___ Data shown ___

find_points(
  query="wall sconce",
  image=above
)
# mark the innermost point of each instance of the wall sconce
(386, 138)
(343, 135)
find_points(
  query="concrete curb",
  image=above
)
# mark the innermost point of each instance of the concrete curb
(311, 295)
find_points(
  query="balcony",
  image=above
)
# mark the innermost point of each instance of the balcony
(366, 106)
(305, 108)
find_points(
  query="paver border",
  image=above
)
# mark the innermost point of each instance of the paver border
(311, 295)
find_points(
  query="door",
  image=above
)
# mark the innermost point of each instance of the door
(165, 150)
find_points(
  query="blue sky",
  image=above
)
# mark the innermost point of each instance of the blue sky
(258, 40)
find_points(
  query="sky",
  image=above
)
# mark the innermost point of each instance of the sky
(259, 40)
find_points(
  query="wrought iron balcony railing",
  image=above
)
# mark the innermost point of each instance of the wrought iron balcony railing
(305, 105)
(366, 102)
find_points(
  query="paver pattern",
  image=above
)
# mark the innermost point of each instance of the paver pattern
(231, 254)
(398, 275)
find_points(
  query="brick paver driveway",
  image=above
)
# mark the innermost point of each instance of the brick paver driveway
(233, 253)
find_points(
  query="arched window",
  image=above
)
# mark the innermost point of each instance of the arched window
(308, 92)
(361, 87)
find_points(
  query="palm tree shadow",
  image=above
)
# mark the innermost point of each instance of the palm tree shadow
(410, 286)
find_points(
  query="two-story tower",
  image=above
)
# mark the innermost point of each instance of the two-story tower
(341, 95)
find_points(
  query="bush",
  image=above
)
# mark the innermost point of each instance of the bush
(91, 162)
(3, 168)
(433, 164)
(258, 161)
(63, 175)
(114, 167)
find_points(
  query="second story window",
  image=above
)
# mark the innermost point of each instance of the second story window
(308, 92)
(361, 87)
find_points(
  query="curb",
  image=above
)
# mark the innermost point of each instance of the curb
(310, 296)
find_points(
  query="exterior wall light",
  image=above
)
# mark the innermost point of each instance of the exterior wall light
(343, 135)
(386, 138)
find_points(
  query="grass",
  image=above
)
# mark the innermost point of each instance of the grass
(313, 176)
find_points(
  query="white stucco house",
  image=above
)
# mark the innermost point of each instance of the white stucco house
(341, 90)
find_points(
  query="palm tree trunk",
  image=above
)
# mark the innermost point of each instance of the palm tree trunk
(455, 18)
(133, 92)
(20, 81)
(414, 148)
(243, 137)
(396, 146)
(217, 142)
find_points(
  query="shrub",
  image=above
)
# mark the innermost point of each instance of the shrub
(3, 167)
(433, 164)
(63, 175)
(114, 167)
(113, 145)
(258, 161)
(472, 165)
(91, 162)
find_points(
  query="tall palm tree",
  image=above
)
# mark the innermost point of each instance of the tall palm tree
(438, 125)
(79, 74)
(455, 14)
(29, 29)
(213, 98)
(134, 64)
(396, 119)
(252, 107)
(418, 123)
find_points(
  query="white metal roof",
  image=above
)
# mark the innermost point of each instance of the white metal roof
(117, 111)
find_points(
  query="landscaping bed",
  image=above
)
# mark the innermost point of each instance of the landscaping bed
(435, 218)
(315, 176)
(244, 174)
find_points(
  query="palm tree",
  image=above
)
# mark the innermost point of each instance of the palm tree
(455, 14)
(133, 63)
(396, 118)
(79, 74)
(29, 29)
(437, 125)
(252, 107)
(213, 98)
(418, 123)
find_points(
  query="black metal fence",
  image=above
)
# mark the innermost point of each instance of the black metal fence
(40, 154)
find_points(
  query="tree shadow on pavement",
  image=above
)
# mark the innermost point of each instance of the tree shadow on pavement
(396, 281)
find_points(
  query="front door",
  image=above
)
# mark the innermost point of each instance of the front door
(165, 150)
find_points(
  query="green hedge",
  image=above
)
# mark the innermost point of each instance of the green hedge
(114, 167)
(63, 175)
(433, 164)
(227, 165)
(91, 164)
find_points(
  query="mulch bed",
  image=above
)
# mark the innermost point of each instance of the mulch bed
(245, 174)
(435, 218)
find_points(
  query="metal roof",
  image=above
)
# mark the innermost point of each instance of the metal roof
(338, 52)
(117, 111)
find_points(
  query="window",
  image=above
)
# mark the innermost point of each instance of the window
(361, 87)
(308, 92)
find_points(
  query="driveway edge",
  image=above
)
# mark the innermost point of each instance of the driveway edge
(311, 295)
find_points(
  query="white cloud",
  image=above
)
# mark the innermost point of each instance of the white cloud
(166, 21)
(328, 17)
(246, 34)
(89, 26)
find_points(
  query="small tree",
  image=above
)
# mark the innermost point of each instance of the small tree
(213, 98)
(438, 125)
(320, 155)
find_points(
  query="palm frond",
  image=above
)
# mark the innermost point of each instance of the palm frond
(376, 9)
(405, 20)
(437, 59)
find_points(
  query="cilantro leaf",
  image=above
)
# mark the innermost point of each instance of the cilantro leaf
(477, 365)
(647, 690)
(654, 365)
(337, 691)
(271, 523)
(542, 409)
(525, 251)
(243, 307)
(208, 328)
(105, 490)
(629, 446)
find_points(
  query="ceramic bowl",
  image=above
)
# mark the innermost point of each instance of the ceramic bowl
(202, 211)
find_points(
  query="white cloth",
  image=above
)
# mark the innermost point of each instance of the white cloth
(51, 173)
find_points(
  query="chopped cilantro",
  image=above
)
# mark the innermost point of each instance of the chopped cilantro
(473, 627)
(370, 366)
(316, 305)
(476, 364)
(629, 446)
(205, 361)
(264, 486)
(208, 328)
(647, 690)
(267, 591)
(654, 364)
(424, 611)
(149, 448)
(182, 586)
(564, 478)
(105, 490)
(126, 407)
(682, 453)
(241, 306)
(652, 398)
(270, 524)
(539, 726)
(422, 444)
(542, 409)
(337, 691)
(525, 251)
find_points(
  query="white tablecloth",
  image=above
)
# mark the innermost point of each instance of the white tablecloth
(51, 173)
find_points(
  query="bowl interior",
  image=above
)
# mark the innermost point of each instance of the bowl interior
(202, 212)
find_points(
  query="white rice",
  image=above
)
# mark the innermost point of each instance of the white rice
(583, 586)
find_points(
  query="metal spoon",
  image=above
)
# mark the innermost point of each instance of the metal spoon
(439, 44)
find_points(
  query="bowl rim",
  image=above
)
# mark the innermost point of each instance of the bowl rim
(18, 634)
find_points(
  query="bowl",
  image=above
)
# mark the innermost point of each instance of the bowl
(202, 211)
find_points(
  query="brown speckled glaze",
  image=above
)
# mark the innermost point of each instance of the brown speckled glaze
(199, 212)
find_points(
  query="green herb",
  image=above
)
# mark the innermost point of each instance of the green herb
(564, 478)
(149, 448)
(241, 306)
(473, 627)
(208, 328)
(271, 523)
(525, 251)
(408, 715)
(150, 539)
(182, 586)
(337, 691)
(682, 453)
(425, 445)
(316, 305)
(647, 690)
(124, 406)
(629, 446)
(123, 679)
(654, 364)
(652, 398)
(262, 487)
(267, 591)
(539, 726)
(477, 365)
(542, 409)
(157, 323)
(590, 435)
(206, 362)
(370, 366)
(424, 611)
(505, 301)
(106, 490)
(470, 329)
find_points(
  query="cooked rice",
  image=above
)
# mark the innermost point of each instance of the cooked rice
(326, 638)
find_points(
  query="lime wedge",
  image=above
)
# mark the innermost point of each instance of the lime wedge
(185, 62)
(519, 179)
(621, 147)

___

• [Required action]: Return all the data above, unaltered and complete.

• [Exercise response]:
find_points(
  query="wall sconce",
  image=above
)
# mark the innermost point of each instance of the wall sconce
(386, 138)
(343, 135)
find_points(
  query="concrete curb",
  image=above
)
# mark the innermost point of each instance of the concrete curb
(311, 295)
find_points(
  query="balcony",
  image=above
)
# mark the innermost point of each instance of the balcony
(366, 106)
(305, 108)
find_points(
  query="paver border",
  image=above
)
# mark the innermost point of each instance of the paver border
(311, 295)
find_points(
  query="door",
  image=above
)
# mark the innermost point of each instance of the door
(165, 150)
find_points(
  query="blue sky",
  image=above
)
# mark the innermost point of each instance of the blue sky
(258, 40)
find_points(
  query="sky",
  image=above
)
# mark the innermost point of each instance of the sky
(259, 40)
find_points(
  query="wrought iron balcony railing",
  image=above
)
# mark the innermost point of each instance of the wrought iron balcony railing
(305, 105)
(366, 102)
find_points(
  query="paver pattern",
  image=above
)
# mark the innermost point of each instance of the paver pattern
(231, 254)
(398, 275)
find_points(
  query="brick paver driveway",
  image=above
)
# mark the innermost point of each instance of the brick paver driveway
(233, 253)
find_points(
  query="arched window",
  image=above
)
# mark the innermost point of each instance of the arched window
(308, 92)
(361, 87)
find_points(
  query="palm tree shadow",
  image=above
)
# mark the innermost point of each instance of the palm tree shadow
(410, 286)
find_points(
  query="two-story tower",
  image=above
)
# mark the innermost point of each instance of the two-story tower
(341, 95)
find_points(
  query="bush",
  image=above
)
# mark the innermost point of each instance of the bush
(91, 162)
(3, 168)
(433, 164)
(258, 161)
(63, 175)
(114, 167)
find_points(
  query="second story window",
  image=above
)
# mark the innermost point of each instance of the second story window
(308, 92)
(361, 87)
find_points(
  query="curb",
  image=above
)
# mark the innermost point of each instance of the curb
(310, 296)
find_points(
  query="exterior wall light",
  image=above
)
# mark the innermost point of each instance of the exterior wall light
(343, 135)
(386, 138)
find_points(
  query="grass",
  image=above
)
# mark the innermost point of each instance of the grass
(313, 176)
find_points(
  query="white stucco house",
  image=above
)
# mark the innermost point of each instance of the white stucco house
(341, 90)
find_points(
  query="palm tree trunk",
  image=above
)
# mark the innermost point of each instance of the palm tree trunk
(455, 18)
(133, 92)
(20, 81)
(414, 148)
(243, 137)
(396, 146)
(217, 142)
find_points(
  query="shrub",
  image=above
)
# mark the innermost point of each instance of the shrub
(3, 167)
(433, 164)
(63, 175)
(114, 167)
(113, 145)
(258, 161)
(472, 165)
(91, 162)
find_points(
  query="tall palm tree",
  image=above
)
# mark the innermost point of each instance of the tall palm tree
(438, 125)
(79, 74)
(455, 14)
(29, 29)
(213, 98)
(134, 64)
(396, 119)
(252, 107)
(418, 123)
find_points(
  query="white metal roof",
  image=above
)
# mark the innermost point of each instance of the white metal roof
(117, 111)
find_points(
  query="landscaping bed",
  image=above
)
# mark the innermost point of each instance of the landscaping bed
(435, 218)
(315, 176)
(244, 174)
find_points(
  query="palm tree",
  image=above
)
# mark the innermost point of each instance of the palm tree
(455, 14)
(133, 63)
(396, 118)
(79, 74)
(29, 29)
(437, 125)
(252, 107)
(213, 98)
(418, 123)
find_points(
  query="black metal fence",
  image=above
)
# mark the innermost point of each instance of the black metal fence
(40, 154)
find_points(
  query="tree shadow on pavement",
  image=above
)
# mark the innermost point of each instance of the tree shadow on pavement
(396, 281)
find_points(
  query="front door",
  image=above
)
# mark the innermost point of each instance of the front door
(165, 150)
find_points(
  query="green hedge",
  image=above
)
# mark the innermost point of each instance of the green hedge
(114, 167)
(63, 175)
(433, 164)
(227, 165)
(91, 164)
find_points(
  query="mulch bed",
  image=above
)
# mark the innermost point of each instance of the mulch bed
(245, 174)
(435, 218)
find_points(
  query="metal roof",
  image=above
)
# mark the innermost point of each instance of the metal roof
(338, 52)
(117, 111)
find_points(
  query="window",
  image=above
)
# mark the innermost point of each instance of the window
(361, 87)
(308, 92)
find_points(
  query="driveway edge",
  image=above
)
# mark the innermost point of each instance of the driveway edge
(311, 295)
find_points(
  query="white cloud",
  image=above
)
# mark the innermost point of each instance of the white cloud
(166, 21)
(328, 17)
(246, 34)
(89, 26)
find_points(
  query="small tree",
  image=above
)
# mark the innermost point of each instance of the small tree
(213, 98)
(438, 125)
(320, 155)
find_points(
  query="palm frond",
  image=above
)
# mark the innermost point of each instance of the palm frond
(376, 9)
(405, 20)
(437, 59)
find_points(
  query="cilantro leaf",
  image=above
)
# mark the innermost point of each instance of the cilantro leaf
(477, 365)
(647, 690)
(654, 365)
(337, 691)
(271, 523)
(542, 409)
(525, 251)
(243, 307)
(208, 328)
(105, 490)
(629, 446)
find_points(
  query="ceramic bowl",
  image=above
)
# mark the innermost point of each instance of the ceramic bowl
(202, 211)
find_points(
  query="white cloth",
  image=above
)
# mark the innermost point of each instance of the white cloth
(51, 173)
find_points(
  query="chopped cilantro",
  image=above
)
# mark the innermost point of each instance of the chopped cilantro
(473, 627)
(370, 366)
(316, 305)
(476, 364)
(629, 446)
(205, 361)
(264, 486)
(208, 328)
(647, 690)
(267, 591)
(654, 364)
(424, 611)
(149, 448)
(182, 586)
(564, 478)
(105, 490)
(126, 407)
(682, 453)
(241, 306)
(652, 398)
(270, 524)
(539, 726)
(422, 444)
(542, 409)
(337, 691)
(525, 251)
find_points(
  query="white tablecloth",
  image=above
)
# mark the innermost point of each instance of the white tablecloth
(51, 173)
find_points(
  query="bowl interior",
  image=above
)
# mark the innermost point of each instance of the bowl interior
(202, 212)
find_points(
  query="white rice",
  image=above
)
# mark the innermost point of each instance of the white rice
(583, 586)
find_points(
  query="metal spoon",
  image=above
)
# mark the innermost point of each instance of the metal spoon
(439, 44)
find_points(
  query="bowl rim",
  image=above
)
# mark the innermost point of each instance of the bowl rim
(18, 634)
find_points(
  query="bowl",
  image=above
)
# mark the innermost point of each instance of the bowl
(202, 211)
find_points(
  query="brown speckled glaze",
  image=above
)
# mark the innermost point of each instance of the brown speckled glaze
(199, 212)
find_points(
  query="green herb",
  image=above
)
# mark the innermost point of each instance of the green herb
(564, 478)
(149, 448)
(241, 306)
(473, 627)
(208, 328)
(271, 523)
(525, 251)
(408, 715)
(150, 539)
(182, 586)
(337, 691)
(682, 453)
(425, 445)
(316, 305)
(647, 690)
(124, 406)
(629, 446)
(123, 679)
(654, 364)
(652, 398)
(262, 487)
(267, 591)
(539, 726)
(477, 365)
(542, 409)
(157, 323)
(590, 435)
(206, 362)
(370, 366)
(424, 611)
(505, 301)
(106, 490)
(470, 329)
find_points(
  query="cooked rice",
  image=above
)
# mark the innermost point of each instance of the cooked rice
(326, 638)
find_points(
  query="lime wedge",
  image=above
)
# mark the innermost point of each instance of the lime wedge
(185, 62)
(519, 179)
(621, 147)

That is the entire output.